# 抜粋
○ ○ ○ ○ ○

試合は延長戦を終えてもスコアレスドロー。PK戦を韓国が制し、アジア史上初のベスト4入りをはたした。しかし、それ以上に話題となったのは試合中にスペインが2度もゴールネットを揺らすも、疑惑の判定でゴールを取り消されたことだ。
そのうちの一つ、延長前半2分のシーン。右サイドのゴールライン際からホアキン・サンチェスがクロスを上げ、フェルナンド・モリエンテスがヘディングでゴールに叩き込んだが、副審がラインを割ったと判定。ノーゴールとなった。(いまの若い世代は知らないと思う。ぜひYouTubeで探してみて!)
当時はVARなど無い。スロー映像を見てわれわれは誤審を確信したのだが、主審が一度下した判定は覆らない時代だった。
実際の映像を見ると、際どいどころかまったくのインプレー。“歴史的誤審”となり、スペイン国内では「審判の買収」を疑う声も出た。20年が経ったいまもなお遺恨は残る。悲劇を忘れないようにと試合が行われた6月22日が訪れると、当時の騒動を蒸し返す記事を報じるメディアもあるほどだ。

○ ○ ○ ○ ○

# 提供された行
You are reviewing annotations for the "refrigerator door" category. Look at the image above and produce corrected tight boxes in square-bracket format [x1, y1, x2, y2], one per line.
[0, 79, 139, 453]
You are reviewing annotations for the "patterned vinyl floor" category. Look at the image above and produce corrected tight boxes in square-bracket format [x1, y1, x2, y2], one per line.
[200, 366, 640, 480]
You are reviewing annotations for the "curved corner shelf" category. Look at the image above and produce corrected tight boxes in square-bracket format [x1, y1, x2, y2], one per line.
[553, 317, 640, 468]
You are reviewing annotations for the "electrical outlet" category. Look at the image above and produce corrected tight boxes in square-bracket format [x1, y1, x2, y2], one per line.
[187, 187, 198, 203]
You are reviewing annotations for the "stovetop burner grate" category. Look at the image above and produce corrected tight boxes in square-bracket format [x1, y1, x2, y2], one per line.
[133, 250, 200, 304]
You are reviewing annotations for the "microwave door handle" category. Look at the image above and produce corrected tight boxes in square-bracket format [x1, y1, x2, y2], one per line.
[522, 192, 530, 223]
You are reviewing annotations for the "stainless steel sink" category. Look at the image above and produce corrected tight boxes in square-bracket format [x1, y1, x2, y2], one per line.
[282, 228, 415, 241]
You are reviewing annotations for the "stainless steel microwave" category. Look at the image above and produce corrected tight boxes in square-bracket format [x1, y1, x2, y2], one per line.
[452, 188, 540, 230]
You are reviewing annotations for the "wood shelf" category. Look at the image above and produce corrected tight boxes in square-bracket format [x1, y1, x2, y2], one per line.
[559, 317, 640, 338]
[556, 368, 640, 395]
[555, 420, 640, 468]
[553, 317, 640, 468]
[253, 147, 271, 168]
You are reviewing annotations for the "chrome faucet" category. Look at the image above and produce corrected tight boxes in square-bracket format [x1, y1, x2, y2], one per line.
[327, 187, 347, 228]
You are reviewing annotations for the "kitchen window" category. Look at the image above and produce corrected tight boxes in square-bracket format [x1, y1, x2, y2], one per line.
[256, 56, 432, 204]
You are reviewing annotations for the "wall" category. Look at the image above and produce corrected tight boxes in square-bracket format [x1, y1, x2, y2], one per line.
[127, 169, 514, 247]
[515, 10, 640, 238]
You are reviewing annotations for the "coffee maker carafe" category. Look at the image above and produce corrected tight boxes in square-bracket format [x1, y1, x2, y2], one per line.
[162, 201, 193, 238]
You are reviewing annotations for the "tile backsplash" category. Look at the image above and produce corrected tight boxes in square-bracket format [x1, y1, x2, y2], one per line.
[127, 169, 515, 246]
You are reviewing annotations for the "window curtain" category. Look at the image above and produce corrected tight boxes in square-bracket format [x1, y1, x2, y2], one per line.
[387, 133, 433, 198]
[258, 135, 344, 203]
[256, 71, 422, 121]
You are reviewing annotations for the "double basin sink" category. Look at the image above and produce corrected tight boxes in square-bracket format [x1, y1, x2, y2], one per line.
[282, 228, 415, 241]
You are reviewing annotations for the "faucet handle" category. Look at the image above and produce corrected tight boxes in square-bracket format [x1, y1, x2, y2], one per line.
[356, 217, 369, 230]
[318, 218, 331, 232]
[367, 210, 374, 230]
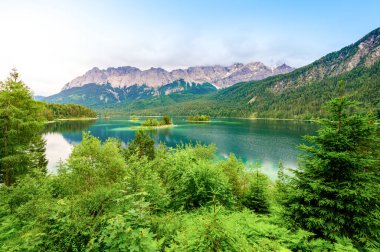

○ ○ ○ ○ ○

# 課題 1
抜粋の中で「そのうちの一つ、延長前半2分のシーン。」から始まる段落を、主な事実を残して箇条書きにまとめてください。
# 課題 2
韓国とスペインの試合を扱った抜粋の最後の文のあとから、続きを書いてください。

# 解答 1
- 延長前半2分、右サイドのゴールライン際からホアキン・サンチェスがクロスを上げた。
- フェルナンド・モリエンテスがヘディングでゴールに叩き込んだ。
- 副審がラインを割ったと判定し、ノーゴールとなった。

# 解答 2
そう考えると、もしも今回の大会で高性能カメラやAIが無く、頭上からのあの写真が撮れなかったとしたら、田中碧の逆転ゴールに対するスペイン人の怒りはおさまらなかっただろう。韓国同様に、日本への恨みは何十年続くことになったかもしれない。(まあ、スペインは2位で予選を通過できたのでなんとかおさまったかもしれないが…)
とにかく、「1.88mm」というミクロの世界を確認できるようになった世界のサッカー。すごい時代になったもんだと、つくづく感じた。